Raw records
____________
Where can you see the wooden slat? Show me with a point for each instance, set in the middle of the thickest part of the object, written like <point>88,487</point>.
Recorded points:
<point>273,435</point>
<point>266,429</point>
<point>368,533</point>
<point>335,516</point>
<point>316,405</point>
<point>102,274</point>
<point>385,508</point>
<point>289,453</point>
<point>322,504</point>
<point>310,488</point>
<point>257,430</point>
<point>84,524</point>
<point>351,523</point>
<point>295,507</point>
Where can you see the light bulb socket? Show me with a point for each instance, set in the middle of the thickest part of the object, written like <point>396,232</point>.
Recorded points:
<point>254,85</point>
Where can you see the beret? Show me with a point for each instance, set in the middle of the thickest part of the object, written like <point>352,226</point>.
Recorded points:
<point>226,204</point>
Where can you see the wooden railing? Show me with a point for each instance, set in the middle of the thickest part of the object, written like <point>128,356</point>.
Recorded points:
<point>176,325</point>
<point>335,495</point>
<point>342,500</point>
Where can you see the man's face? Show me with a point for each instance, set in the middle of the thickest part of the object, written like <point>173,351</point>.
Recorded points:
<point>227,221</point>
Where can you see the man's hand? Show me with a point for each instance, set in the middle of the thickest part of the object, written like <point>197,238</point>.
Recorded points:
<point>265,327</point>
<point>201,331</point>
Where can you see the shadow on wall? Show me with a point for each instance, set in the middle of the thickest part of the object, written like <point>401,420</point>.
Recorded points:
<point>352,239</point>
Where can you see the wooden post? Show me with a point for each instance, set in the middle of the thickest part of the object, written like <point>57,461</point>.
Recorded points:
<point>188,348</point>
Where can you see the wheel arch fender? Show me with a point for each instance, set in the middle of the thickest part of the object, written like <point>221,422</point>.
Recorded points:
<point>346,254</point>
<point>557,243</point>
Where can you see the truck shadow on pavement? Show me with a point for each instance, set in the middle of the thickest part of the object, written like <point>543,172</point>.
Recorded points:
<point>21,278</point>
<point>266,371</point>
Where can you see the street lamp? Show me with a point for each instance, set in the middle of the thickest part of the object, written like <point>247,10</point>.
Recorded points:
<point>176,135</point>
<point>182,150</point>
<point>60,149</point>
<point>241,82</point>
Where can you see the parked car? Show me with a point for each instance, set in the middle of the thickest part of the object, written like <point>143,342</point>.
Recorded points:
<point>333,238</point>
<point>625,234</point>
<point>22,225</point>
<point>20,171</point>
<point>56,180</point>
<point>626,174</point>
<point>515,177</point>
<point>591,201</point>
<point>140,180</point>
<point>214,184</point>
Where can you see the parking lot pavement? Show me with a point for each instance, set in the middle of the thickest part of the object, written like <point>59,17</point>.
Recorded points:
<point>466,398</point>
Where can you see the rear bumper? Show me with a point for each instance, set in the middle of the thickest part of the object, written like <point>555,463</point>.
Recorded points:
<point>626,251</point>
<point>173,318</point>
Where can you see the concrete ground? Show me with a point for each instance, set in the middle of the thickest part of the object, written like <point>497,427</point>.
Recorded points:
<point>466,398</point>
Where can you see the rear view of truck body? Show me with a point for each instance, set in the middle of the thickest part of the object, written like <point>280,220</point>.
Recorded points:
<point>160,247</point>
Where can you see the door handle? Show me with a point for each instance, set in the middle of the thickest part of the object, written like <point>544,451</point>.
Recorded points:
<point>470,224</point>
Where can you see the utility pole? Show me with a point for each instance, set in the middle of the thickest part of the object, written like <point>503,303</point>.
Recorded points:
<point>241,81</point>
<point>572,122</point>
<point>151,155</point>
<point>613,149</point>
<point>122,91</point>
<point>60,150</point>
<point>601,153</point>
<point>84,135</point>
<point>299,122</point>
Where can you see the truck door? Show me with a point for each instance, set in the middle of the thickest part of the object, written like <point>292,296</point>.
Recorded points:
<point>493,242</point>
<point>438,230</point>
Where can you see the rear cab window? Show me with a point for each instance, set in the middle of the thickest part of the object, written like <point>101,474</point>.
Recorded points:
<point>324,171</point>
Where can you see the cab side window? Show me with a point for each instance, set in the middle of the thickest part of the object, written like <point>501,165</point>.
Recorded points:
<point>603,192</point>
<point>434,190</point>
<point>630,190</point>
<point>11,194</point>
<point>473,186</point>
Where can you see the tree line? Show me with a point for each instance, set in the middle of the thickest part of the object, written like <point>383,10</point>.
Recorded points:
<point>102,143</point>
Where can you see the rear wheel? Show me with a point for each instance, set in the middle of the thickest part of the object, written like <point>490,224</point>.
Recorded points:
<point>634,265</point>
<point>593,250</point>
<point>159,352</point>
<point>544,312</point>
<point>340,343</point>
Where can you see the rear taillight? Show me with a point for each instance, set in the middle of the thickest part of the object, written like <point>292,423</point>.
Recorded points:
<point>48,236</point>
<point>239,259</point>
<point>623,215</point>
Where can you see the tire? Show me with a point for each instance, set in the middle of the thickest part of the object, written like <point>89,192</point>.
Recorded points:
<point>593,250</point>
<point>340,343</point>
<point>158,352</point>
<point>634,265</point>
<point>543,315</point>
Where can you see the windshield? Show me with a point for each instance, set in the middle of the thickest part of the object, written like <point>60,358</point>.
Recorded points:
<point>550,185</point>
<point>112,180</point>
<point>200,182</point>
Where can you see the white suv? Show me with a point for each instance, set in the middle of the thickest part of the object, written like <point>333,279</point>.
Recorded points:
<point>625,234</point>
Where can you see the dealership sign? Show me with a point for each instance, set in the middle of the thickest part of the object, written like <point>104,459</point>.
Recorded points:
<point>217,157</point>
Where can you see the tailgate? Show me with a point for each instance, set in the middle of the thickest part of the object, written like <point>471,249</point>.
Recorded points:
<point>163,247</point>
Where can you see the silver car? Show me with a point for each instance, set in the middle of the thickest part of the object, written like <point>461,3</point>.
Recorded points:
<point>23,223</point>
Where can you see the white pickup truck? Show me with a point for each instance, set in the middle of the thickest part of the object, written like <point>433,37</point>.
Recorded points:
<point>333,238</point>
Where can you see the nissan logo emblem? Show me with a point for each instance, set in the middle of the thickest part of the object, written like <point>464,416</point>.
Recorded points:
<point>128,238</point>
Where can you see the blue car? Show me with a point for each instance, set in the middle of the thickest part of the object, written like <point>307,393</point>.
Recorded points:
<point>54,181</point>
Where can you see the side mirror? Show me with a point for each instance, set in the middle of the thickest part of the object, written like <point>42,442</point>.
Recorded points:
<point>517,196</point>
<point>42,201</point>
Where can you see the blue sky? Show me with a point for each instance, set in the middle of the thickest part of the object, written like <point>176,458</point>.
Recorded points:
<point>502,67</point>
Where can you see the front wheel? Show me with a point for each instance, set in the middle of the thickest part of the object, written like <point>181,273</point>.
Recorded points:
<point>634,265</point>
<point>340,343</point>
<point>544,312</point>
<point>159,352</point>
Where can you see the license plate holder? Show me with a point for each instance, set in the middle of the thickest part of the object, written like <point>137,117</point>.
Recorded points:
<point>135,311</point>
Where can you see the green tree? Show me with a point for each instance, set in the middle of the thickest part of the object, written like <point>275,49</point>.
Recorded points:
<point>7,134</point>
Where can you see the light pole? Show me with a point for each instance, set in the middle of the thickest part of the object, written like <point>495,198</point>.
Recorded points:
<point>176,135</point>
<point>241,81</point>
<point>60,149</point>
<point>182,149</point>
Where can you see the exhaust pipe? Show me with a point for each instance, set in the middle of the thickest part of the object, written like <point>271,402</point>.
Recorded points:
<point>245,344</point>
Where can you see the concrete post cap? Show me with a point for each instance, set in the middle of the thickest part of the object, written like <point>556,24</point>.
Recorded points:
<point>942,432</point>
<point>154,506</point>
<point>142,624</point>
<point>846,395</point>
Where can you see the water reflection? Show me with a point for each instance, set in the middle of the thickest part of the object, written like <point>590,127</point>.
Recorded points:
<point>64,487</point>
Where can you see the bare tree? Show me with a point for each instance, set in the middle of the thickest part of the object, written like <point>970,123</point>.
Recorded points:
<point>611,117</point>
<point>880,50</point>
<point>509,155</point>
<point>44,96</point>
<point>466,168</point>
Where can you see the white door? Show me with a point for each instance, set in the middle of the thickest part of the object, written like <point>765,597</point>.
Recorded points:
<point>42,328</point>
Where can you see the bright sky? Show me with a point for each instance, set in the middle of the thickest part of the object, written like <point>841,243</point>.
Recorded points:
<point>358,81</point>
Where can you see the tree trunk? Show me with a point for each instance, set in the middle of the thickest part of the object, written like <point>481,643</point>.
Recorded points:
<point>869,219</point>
____________
Task objective:
Rewrite the records from the line with "Where can you see the green" to the line with "<point>245,344</point>", both included, keeping the requests unchanged and multiplying every point coordinate in the answers by 1.9, rounded to the nearest whole number with halves rounded up.

Solution to the exercise:
Where can you see the green tree? Show me with a point for each instance, set in the middle of the thickest part of the object, written like <point>275,49</point>.
Recorded points:
<point>13,255</point>
Where can you see the light pole? Show me with a point for each instance, set in the middle of the thickest part of the object, written like <point>495,198</point>.
Recorded points:
<point>334,257</point>
<point>458,154</point>
<point>114,283</point>
<point>346,283</point>
Where can you see the exhaust pipe? Show me with a point for each instance, set in the middle of the thickest part of the object, written like <point>271,402</point>.
Recorded points:
<point>466,654</point>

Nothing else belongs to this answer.